[DATA — start]

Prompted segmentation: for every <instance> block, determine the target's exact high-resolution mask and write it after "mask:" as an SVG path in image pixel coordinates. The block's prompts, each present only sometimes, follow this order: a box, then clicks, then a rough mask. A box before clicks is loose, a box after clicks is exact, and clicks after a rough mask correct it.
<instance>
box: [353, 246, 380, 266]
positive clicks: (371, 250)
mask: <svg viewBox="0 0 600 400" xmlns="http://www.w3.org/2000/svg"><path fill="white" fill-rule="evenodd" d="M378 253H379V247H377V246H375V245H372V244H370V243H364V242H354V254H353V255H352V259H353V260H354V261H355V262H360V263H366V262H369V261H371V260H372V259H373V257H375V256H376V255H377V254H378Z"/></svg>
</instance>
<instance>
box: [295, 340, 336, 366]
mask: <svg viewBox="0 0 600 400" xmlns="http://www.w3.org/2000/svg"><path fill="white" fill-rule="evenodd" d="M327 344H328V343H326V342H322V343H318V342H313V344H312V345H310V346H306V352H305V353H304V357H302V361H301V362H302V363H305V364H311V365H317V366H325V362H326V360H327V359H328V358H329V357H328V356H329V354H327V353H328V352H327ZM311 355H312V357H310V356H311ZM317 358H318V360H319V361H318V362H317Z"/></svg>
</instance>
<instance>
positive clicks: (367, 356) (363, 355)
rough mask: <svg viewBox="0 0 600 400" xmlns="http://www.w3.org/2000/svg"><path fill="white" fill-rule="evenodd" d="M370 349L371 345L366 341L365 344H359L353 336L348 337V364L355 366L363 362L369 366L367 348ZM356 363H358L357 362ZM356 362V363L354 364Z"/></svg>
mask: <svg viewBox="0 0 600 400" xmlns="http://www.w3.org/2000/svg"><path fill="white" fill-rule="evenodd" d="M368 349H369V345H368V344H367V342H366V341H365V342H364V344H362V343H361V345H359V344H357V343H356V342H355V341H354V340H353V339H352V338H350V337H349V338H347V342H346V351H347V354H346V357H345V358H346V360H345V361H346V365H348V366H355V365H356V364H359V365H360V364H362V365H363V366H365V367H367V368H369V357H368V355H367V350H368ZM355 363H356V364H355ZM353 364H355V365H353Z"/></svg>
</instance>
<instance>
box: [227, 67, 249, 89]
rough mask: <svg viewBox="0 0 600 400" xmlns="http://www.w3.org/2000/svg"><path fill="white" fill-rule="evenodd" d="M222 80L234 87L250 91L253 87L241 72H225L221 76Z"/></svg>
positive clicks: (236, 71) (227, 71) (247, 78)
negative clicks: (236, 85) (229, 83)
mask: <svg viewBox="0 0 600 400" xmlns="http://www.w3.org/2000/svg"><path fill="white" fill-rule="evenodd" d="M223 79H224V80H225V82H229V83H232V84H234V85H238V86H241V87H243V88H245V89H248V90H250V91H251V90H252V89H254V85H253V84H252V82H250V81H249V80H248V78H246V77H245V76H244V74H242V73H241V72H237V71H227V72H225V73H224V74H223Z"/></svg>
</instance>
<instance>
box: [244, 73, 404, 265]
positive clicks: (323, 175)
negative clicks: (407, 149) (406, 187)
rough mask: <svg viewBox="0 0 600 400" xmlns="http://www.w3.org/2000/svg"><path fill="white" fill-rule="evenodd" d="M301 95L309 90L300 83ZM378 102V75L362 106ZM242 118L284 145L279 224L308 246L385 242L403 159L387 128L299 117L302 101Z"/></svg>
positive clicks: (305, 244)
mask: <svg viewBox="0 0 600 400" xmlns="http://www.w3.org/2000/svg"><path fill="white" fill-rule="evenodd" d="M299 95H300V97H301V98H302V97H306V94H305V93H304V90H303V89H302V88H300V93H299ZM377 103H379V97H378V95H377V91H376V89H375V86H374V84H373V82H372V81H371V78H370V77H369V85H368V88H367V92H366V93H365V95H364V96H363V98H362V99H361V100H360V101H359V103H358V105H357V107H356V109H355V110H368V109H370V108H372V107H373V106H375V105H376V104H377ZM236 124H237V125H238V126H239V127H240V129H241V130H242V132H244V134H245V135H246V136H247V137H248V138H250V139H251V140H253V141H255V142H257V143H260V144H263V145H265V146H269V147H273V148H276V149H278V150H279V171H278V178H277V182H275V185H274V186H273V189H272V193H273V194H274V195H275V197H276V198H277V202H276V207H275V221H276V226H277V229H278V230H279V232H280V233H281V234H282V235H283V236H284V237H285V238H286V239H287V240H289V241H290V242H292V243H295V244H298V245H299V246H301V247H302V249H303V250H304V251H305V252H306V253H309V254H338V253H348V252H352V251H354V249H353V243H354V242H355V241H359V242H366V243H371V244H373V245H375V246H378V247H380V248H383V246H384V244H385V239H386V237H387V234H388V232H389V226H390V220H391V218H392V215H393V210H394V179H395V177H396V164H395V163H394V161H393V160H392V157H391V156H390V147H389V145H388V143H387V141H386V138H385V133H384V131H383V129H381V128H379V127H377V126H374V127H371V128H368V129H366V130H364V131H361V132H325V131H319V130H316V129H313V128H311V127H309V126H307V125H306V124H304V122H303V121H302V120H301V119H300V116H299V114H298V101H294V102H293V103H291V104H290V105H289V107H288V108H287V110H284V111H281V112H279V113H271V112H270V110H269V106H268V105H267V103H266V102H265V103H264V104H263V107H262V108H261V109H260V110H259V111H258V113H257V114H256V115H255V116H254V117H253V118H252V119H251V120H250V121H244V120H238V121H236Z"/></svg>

[DATA — finish]

» **WHAT TO PRODUCE**
Find each line in the rows above that contains the string "positive" and copy it out, treating uppercase and lowercase letters as different.

» **TASK RESPONSE**
positive clicks: (371, 250)
positive clicks: (367, 356) (363, 355)
positive clicks: (236, 71) (227, 71) (247, 78)
positive clicks: (323, 175)
positive clicks: (305, 244)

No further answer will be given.